Begin DOCUMENT EXCERPT

Ten Years Later: Tread Lightly On Our Memories, The Pain is Still Very Great

Lower Manhattan-Then And Now-My Scrapbook

9/11/01 struck like an alligator lurking just below the water. It grabbed every single person in New York City and the tri-state area, chewed us up, and spit us out--some dead, some mangled physically or psychologically, all changed--most for the worse but there are always glimmers of hope that get through the darkness.

It takes a lot to get a New Yorker's attention since we're always on sensory overload, scanning ahead, to the side and behind for the ever present threat of something unexpected. And since that day, there's even more to watch out for than the occasional nut waving something that looks like a gun or knife. We're used to that.

And it takes a lot to bring this City to its knees, though since 9/11/01 the schools close much more regularly for storms, the mass transit system was stopped and even Brooklyn was evacuated in anticipation of Hurricane Irene. We're not taking any chances, especially in September when the lure of a sky, so clear so brilliant, so cloudless, a cross between periwinkle and Wedgewood, low humidity and bright sunshine brings back memories of suddenly being inundated by flames, ash, smoke, of incessant sirens and alarms, of screams, tears, and the world standing still.

End DOCUMENT EXCERPT
Begin SUPPLIED DATA

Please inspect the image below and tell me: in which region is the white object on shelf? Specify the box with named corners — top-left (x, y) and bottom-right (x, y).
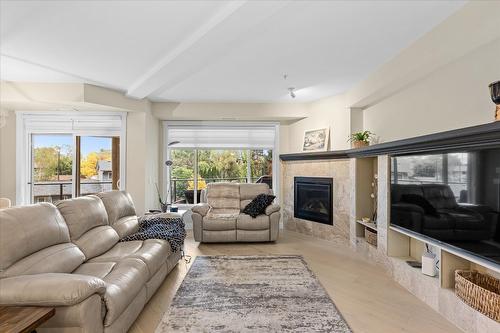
top-left (422, 253), bottom-right (437, 276)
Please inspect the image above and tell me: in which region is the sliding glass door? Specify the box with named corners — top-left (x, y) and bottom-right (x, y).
top-left (164, 122), bottom-right (279, 204)
top-left (30, 134), bottom-right (74, 203)
top-left (30, 134), bottom-right (120, 203)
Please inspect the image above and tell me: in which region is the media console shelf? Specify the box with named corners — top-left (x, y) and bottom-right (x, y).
top-left (388, 226), bottom-right (500, 289)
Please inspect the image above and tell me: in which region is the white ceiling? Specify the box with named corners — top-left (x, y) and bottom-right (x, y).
top-left (0, 1), bottom-right (464, 102)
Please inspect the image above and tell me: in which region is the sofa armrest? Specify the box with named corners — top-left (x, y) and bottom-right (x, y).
top-left (265, 204), bottom-right (280, 216)
top-left (0, 273), bottom-right (106, 306)
top-left (191, 203), bottom-right (210, 216)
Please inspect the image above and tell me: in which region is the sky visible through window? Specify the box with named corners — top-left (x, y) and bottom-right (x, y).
top-left (33, 134), bottom-right (111, 156)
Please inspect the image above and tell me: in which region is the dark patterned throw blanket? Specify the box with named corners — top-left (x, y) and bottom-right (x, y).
top-left (120, 215), bottom-right (186, 252)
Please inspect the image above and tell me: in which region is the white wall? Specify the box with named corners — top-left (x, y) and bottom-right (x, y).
top-left (0, 110), bottom-right (16, 203)
top-left (288, 1), bottom-right (500, 147)
top-left (282, 95), bottom-right (351, 153)
top-left (363, 38), bottom-right (500, 142)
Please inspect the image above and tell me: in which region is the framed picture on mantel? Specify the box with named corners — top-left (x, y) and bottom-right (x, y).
top-left (302, 128), bottom-right (330, 152)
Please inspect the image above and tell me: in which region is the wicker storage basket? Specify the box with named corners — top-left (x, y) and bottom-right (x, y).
top-left (455, 270), bottom-right (500, 322)
top-left (365, 227), bottom-right (377, 246)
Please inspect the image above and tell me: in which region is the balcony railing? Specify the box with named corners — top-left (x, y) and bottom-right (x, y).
top-left (170, 177), bottom-right (270, 203)
top-left (33, 180), bottom-right (112, 203)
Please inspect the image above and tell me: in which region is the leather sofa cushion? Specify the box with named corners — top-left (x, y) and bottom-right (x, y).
top-left (73, 225), bottom-right (120, 260)
top-left (89, 239), bottom-right (172, 278)
top-left (391, 184), bottom-right (424, 203)
top-left (422, 214), bottom-right (455, 231)
top-left (236, 214), bottom-right (269, 230)
top-left (0, 243), bottom-right (85, 278)
top-left (97, 191), bottom-right (139, 238)
top-left (439, 208), bottom-right (486, 230)
top-left (203, 216), bottom-right (236, 231)
top-left (422, 184), bottom-right (458, 210)
top-left (56, 195), bottom-right (108, 240)
top-left (74, 258), bottom-right (149, 326)
top-left (0, 203), bottom-right (70, 271)
top-left (0, 273), bottom-right (106, 306)
top-left (207, 183), bottom-right (240, 211)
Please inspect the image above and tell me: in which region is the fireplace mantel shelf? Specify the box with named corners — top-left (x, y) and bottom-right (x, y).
top-left (280, 121), bottom-right (500, 161)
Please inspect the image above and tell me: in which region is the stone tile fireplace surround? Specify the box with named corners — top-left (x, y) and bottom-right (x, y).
top-left (281, 160), bottom-right (351, 244)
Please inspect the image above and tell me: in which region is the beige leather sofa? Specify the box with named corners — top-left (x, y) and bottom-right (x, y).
top-left (0, 191), bottom-right (181, 333)
top-left (192, 183), bottom-right (280, 243)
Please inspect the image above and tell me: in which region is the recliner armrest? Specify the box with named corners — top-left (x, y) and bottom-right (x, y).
top-left (191, 203), bottom-right (210, 216)
top-left (0, 273), bottom-right (106, 306)
top-left (265, 204), bottom-right (281, 215)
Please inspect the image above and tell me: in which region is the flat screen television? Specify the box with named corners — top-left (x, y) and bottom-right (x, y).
top-left (391, 146), bottom-right (500, 264)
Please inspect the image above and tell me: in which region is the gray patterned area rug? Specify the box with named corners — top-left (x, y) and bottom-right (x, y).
top-left (156, 256), bottom-right (351, 333)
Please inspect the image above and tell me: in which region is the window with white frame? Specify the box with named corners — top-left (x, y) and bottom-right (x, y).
top-left (164, 122), bottom-right (279, 204)
top-left (16, 112), bottom-right (126, 204)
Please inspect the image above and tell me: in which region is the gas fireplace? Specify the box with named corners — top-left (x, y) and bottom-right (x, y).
top-left (294, 177), bottom-right (333, 225)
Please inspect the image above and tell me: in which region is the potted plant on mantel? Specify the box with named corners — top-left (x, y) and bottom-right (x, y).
top-left (349, 131), bottom-right (374, 148)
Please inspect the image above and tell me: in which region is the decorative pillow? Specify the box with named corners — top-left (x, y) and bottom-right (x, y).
top-left (401, 194), bottom-right (439, 217)
top-left (243, 193), bottom-right (276, 218)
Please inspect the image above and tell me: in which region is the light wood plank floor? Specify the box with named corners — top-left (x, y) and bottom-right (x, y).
top-left (130, 231), bottom-right (462, 333)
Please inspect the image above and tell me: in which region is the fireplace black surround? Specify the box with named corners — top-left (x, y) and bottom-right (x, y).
top-left (293, 177), bottom-right (333, 225)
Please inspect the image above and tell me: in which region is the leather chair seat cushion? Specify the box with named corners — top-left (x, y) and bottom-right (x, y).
top-left (207, 183), bottom-right (240, 211)
top-left (74, 258), bottom-right (149, 326)
top-left (240, 183), bottom-right (271, 210)
top-left (236, 214), bottom-right (269, 230)
top-left (89, 239), bottom-right (172, 278)
top-left (240, 183), bottom-right (271, 200)
top-left (203, 216), bottom-right (236, 231)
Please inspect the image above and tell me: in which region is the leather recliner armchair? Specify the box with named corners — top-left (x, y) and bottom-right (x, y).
top-left (192, 183), bottom-right (280, 243)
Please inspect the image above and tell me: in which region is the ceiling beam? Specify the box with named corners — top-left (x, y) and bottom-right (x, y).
top-left (127, 1), bottom-right (289, 98)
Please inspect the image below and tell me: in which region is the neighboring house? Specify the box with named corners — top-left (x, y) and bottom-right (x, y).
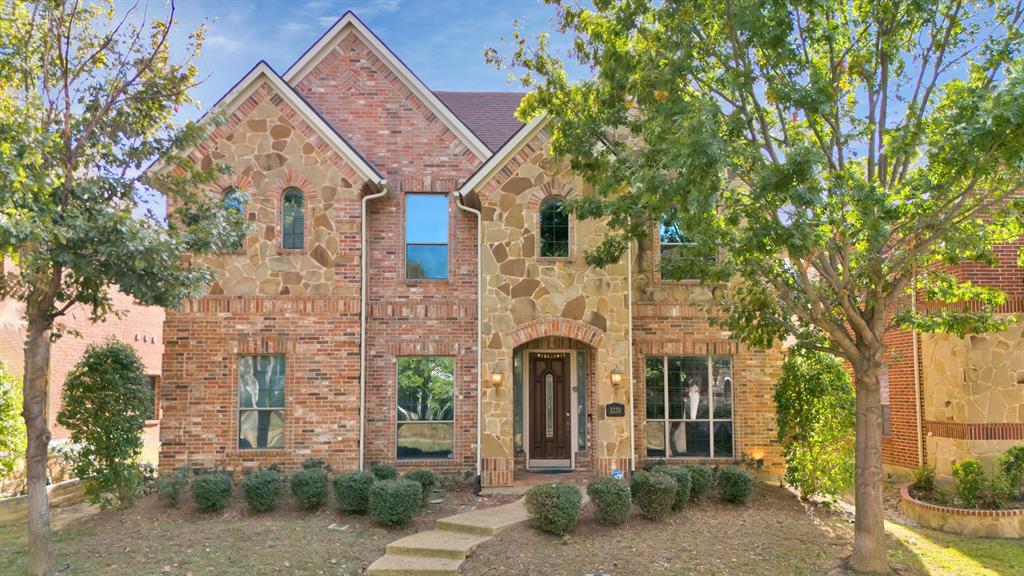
top-left (0, 276), bottom-right (164, 463)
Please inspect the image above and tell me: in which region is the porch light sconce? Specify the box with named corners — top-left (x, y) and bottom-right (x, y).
top-left (611, 368), bottom-right (623, 388)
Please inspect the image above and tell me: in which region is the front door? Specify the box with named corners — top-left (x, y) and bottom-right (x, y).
top-left (529, 353), bottom-right (572, 461)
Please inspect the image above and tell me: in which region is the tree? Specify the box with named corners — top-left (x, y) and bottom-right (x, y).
top-left (774, 347), bottom-right (856, 500)
top-left (57, 340), bottom-right (153, 507)
top-left (486, 0), bottom-right (1024, 572)
top-left (0, 0), bottom-right (244, 574)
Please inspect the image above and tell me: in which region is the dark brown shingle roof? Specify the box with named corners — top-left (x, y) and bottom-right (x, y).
top-left (434, 92), bottom-right (523, 152)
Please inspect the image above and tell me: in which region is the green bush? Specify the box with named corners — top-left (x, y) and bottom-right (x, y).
top-left (630, 471), bottom-right (679, 520)
top-left (157, 466), bottom-right (191, 507)
top-left (953, 458), bottom-right (985, 508)
top-left (242, 467), bottom-right (285, 512)
top-left (718, 466), bottom-right (754, 504)
top-left (654, 466), bottom-right (690, 510)
top-left (370, 464), bottom-right (398, 480)
top-left (587, 477), bottom-right (633, 526)
top-left (334, 470), bottom-right (377, 515)
top-left (191, 470), bottom-right (231, 512)
top-left (526, 484), bottom-right (583, 536)
top-left (292, 466), bottom-right (328, 510)
top-left (368, 480), bottom-right (423, 526)
top-left (57, 339), bottom-right (153, 507)
top-left (774, 348), bottom-right (856, 499)
top-left (687, 466), bottom-right (715, 500)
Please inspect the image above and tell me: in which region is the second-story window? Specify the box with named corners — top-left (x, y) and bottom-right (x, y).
top-left (406, 194), bottom-right (449, 280)
top-left (281, 188), bottom-right (306, 250)
top-left (541, 196), bottom-right (569, 258)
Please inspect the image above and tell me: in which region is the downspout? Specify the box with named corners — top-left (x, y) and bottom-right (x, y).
top-left (455, 192), bottom-right (483, 475)
top-left (359, 180), bottom-right (391, 470)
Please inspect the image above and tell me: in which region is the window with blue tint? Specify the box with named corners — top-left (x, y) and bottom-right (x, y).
top-left (406, 194), bottom-right (449, 280)
top-left (281, 188), bottom-right (306, 250)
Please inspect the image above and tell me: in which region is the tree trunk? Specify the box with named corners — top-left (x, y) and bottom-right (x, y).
top-left (23, 314), bottom-right (53, 576)
top-left (850, 353), bottom-right (889, 573)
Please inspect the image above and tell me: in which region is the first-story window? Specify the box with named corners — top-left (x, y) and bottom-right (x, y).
top-left (239, 355), bottom-right (285, 449)
top-left (644, 356), bottom-right (733, 458)
top-left (395, 356), bottom-right (455, 460)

End SUPPLIED DATA

**WRITTEN TASKS**:
1. Set down the part of the 9/11 remembrance from "It takes a lot to get" to "used to that." word for word.
2. In the 9/11 remembrance, which part of New York City was evacuated ahead of Hurricane Irene?
3. Extend the 9/11 remembrance past its final sentence, keeping its voice and subject.

**ANSWERS BY TASK**:
1.
It takes a lot to get a New Yorker's attention since we're always on sensory overload, scanning ahead, to the side and behind for the ever present threat of something unexpected. And since that day, there's even more to watch out for than the occasional nut waving something that looks like a gun or knife. We're used to that.

2. Brooklyn

3.
A routine morning turned into one that everyone, including pre-school children, would never forget, since their parents couldn't get home to pick them up, take them home, hug them, and try to explain. Some of us were mandated to remain at our jobs in anticipation of mass casualties. Other couldn't get past roadblocks, over closed bridges, through closed tunnels and streets crowded with throngs running, walking, limping out of lower Manhattan, covered in thick white dust while fire trucks, police vans, ambulances rushed toward the burning Twin Towers.

 And some never got home because they were dead or dying in the attacks, including neighbors, friends, and family members of co-workers.I remember a kinder, gentler New York City in the days after the attacks. Bosses not worrying if you got in late due to roadblocks, and really wanting to hear the truth when they asked how you were doing. Petty politics on the job suspended, silly grievances forgotten.Flags everywhere, including the rear windows of every car. Less road rage, more patience on long lines. Spontaneous parades and candlelight vigils. I myself stopped to listen, hold hands and say a prayer with an evangelical something on Chambers Street when I made the pilgrimage to Ground Zero for the first time.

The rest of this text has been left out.